- **PROMPT**
Once the line containing "point: flowering shrub" is found in the entries below, reproduce it and every line after it, stopping at and including the line containing "point: cumulus cloud"; reproduce nothing else, and keep each line exact.

PROVIDED DATA Start Marker

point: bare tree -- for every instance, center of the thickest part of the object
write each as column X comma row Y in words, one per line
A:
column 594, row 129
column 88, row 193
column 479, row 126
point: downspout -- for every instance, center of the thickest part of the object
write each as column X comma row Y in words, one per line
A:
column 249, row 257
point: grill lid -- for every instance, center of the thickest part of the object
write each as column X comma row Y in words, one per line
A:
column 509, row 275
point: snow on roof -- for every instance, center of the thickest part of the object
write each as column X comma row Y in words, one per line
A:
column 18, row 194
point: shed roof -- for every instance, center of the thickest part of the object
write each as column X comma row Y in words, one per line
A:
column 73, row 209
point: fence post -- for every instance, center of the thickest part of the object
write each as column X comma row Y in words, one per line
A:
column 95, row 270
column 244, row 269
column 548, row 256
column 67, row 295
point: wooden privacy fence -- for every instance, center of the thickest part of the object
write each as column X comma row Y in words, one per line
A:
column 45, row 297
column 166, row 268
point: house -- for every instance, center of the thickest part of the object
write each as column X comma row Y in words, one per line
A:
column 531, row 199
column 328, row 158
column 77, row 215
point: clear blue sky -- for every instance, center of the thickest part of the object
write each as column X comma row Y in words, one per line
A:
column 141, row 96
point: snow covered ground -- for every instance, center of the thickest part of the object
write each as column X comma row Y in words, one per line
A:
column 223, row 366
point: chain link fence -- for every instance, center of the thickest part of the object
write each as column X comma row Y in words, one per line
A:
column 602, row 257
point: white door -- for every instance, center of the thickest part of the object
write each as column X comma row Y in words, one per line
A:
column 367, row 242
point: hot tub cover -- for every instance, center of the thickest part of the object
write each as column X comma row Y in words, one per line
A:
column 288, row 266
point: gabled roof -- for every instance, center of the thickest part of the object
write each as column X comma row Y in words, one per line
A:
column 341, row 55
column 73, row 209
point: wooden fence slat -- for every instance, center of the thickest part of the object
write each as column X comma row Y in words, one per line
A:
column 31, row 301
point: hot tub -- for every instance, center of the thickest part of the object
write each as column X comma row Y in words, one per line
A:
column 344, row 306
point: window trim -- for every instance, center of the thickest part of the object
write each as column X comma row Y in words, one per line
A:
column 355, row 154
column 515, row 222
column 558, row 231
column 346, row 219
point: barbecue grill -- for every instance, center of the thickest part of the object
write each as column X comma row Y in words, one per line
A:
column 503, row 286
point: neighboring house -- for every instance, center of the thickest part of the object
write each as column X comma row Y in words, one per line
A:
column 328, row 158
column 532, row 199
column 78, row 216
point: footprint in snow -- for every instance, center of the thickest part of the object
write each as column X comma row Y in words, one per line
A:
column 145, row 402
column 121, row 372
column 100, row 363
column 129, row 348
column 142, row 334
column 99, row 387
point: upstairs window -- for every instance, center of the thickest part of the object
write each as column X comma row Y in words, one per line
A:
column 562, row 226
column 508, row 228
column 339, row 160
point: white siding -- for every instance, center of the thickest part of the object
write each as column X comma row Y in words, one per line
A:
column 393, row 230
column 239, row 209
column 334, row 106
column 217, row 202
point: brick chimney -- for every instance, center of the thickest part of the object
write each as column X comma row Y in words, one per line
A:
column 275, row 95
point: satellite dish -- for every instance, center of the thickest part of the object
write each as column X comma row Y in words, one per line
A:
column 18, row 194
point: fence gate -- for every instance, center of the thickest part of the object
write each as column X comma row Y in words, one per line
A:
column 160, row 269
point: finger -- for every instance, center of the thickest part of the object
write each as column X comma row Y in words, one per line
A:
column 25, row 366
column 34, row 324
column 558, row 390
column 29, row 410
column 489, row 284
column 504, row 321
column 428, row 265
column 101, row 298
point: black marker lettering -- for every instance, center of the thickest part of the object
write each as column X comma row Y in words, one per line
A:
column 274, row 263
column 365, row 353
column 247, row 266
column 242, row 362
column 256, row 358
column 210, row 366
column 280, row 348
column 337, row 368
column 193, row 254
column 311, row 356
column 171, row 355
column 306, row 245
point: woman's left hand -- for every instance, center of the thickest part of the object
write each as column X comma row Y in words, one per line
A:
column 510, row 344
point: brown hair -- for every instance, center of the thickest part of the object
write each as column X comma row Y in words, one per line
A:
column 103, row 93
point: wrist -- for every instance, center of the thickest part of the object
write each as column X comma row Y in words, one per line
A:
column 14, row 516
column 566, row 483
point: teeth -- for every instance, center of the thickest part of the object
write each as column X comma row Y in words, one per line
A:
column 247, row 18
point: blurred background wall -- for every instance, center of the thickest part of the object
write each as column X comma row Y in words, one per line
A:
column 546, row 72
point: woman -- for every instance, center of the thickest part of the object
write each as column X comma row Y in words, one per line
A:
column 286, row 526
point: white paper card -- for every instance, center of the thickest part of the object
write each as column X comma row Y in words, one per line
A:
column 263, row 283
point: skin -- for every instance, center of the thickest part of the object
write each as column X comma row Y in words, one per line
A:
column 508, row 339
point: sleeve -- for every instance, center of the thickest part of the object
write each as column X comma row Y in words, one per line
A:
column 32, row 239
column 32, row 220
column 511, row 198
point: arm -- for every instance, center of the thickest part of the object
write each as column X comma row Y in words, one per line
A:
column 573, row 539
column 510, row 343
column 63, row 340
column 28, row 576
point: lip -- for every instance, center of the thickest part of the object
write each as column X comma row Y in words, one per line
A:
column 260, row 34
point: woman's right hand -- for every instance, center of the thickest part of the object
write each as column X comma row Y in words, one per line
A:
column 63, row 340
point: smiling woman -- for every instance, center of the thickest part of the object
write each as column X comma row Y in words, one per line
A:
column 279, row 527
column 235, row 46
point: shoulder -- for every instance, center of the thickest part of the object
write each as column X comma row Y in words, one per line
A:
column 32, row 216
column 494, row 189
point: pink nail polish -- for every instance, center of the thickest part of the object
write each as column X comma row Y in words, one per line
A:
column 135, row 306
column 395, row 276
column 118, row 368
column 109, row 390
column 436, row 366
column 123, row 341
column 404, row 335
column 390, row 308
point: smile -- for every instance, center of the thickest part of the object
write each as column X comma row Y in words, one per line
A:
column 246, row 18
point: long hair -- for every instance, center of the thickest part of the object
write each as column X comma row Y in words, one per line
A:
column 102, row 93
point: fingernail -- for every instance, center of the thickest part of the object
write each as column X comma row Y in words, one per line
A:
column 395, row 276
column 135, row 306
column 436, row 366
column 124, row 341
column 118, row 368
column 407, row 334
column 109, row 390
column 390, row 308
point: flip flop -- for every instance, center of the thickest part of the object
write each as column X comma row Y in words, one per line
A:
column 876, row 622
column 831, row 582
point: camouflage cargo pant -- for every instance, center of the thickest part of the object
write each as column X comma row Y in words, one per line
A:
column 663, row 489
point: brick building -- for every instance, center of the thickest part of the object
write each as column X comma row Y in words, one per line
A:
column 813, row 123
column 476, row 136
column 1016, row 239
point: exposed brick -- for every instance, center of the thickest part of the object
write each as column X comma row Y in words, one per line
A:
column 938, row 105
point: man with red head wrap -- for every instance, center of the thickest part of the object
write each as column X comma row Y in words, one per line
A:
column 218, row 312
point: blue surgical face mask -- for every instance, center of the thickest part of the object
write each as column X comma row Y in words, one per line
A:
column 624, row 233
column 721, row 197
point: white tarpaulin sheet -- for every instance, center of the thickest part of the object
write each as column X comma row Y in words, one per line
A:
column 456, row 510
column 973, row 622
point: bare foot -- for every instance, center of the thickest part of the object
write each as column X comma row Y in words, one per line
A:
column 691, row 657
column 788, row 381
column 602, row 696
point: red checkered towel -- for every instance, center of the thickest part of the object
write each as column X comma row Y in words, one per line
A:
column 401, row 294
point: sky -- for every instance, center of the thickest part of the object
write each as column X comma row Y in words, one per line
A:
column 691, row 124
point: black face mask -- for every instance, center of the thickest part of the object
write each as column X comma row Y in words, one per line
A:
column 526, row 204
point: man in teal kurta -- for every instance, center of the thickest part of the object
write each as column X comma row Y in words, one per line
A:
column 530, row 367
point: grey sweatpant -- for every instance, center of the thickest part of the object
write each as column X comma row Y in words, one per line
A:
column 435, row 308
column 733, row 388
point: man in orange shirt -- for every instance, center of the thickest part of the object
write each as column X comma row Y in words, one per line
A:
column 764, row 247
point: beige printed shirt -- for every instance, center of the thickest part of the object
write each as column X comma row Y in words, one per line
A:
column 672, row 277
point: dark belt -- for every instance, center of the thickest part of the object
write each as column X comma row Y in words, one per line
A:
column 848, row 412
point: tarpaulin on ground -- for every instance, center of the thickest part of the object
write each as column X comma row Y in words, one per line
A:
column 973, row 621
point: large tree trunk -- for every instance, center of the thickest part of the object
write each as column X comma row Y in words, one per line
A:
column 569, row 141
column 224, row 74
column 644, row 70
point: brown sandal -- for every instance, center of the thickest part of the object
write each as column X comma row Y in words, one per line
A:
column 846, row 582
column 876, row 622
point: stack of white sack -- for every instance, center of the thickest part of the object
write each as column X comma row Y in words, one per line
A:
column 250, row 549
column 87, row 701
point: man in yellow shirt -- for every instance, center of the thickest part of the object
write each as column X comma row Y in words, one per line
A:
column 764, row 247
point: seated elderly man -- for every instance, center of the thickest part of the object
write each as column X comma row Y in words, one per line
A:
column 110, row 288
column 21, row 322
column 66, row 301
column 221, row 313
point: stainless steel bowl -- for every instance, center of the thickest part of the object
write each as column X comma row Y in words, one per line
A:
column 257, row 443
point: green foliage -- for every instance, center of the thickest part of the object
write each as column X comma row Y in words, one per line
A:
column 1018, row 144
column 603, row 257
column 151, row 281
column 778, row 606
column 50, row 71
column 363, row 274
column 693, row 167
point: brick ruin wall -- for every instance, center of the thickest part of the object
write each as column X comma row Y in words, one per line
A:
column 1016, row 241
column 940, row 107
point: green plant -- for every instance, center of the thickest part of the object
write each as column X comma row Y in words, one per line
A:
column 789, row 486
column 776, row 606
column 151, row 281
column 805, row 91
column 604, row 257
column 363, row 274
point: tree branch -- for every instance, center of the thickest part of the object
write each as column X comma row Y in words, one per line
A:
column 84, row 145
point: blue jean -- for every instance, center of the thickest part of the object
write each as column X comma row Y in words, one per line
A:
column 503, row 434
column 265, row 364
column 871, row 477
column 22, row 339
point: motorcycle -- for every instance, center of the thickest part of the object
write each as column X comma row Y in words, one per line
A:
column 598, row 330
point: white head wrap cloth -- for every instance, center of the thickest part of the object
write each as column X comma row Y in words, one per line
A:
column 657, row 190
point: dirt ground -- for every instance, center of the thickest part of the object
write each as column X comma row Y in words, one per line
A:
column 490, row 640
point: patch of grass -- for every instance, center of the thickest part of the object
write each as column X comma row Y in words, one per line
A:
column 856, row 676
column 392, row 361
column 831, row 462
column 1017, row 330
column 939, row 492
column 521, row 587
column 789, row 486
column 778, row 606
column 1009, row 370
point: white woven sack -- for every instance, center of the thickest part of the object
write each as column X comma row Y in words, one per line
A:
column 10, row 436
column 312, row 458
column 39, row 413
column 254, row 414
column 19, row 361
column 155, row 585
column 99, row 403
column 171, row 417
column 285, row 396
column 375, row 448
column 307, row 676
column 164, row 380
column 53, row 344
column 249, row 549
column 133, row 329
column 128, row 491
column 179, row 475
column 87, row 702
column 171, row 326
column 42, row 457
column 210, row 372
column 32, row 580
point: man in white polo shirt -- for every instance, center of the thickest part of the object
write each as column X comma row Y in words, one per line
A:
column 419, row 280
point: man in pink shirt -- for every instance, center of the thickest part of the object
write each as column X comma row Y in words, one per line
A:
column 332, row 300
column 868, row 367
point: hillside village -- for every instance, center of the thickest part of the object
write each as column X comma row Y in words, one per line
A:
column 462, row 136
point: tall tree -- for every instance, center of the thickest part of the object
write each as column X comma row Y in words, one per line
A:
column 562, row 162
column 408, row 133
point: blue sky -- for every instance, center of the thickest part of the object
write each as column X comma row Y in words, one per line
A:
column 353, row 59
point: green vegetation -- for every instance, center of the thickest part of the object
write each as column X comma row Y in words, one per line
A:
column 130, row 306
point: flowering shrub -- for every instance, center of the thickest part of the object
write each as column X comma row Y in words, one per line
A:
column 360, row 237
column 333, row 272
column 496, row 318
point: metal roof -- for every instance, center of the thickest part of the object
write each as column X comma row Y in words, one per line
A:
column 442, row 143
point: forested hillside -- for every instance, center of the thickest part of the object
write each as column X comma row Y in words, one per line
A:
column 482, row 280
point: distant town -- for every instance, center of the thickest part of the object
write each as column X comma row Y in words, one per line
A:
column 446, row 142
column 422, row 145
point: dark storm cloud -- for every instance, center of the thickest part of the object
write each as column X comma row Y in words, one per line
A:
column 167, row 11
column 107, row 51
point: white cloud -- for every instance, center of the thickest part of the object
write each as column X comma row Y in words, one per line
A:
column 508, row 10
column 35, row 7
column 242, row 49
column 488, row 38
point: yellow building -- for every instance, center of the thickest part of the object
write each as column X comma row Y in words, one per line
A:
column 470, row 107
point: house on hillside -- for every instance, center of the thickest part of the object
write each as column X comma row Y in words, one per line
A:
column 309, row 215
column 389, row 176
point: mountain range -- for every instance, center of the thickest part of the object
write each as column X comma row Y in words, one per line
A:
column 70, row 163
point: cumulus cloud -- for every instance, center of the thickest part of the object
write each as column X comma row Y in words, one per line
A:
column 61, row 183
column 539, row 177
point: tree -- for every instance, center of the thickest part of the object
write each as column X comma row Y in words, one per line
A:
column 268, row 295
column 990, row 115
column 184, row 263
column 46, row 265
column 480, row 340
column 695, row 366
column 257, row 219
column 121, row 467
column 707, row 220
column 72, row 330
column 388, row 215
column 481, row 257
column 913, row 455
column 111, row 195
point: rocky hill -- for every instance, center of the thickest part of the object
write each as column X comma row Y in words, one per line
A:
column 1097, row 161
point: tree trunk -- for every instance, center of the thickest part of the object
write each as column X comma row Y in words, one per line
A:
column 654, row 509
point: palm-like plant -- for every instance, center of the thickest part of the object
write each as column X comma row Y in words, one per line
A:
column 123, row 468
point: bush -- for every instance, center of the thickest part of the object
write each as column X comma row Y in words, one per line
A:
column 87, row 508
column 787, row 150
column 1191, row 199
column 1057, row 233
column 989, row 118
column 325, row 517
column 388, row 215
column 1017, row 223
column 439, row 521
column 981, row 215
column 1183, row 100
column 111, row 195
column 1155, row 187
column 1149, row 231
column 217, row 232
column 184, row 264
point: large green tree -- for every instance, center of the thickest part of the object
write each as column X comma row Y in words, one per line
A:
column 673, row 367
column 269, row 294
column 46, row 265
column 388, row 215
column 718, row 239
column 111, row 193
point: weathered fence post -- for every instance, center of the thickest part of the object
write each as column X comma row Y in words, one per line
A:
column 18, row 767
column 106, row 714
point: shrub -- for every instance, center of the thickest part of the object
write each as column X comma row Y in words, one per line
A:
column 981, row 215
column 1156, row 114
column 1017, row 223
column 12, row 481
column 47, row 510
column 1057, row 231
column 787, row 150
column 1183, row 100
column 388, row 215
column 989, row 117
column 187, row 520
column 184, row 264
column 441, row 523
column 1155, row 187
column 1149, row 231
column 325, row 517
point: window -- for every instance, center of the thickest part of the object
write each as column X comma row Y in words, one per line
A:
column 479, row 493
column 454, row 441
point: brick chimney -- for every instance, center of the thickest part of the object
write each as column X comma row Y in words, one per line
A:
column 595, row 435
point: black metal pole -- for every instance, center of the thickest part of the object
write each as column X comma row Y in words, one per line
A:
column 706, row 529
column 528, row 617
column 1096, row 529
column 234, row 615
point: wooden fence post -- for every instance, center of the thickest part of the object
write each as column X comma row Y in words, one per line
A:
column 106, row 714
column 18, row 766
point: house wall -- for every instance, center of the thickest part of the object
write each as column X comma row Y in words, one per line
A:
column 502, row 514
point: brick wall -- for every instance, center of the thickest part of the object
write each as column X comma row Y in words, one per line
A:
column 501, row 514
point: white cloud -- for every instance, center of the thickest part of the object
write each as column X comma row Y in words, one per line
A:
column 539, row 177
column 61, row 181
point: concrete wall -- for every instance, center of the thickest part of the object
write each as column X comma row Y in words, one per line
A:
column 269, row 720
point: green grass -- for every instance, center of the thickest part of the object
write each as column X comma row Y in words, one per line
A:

PROVIDED DATA End Marker

- **THE COMPLETED TASK**
point: flowering shrub -- for every instance, center of the thickest part of the object
write each as column X comma row Y in words, one per line
A:
column 360, row 237
column 333, row 272
column 496, row 318
point: metal roof -- for every instance, center of the thickest part of the object
write each as column X comma row Y in words, one per line
A:
column 442, row 143
point: forested hillside -- for every instance, center of the thickest part of the object
write each as column X comma row Y in words, one per line
A:
column 482, row 280
point: distant town -- for every instance, center of the thickest part of the object
write each as column X comma row Y in words, one per line
A:
column 446, row 142
column 422, row 145
point: dark storm cloud -- for every instance, center of the thickest part of the object
write each as column X comma row Y in words, one per line
A:
column 167, row 11
column 107, row 51
point: white cloud -- for every instance, center of the thickest part of the object
write each as column X comma row Y in words, one per line
A:
column 508, row 10
column 35, row 7
column 242, row 49
column 488, row 38
point: yellow building -- for every instance, center of the thickest part of the object
write each as column X comma row Y in words, one per line
A:
column 470, row 107
point: house on hillside -- for every instance, center of the thickest part of the object
write each as column X comma row Y in words, one per line
A:
column 309, row 215
column 389, row 176
point: mountain range -- for every instance, center of the thickest part of the object
write each as column X comma row Y in words, one per line
A:
column 70, row 163
point: cumulus cloud -- for every instance, center of the thickest part of the object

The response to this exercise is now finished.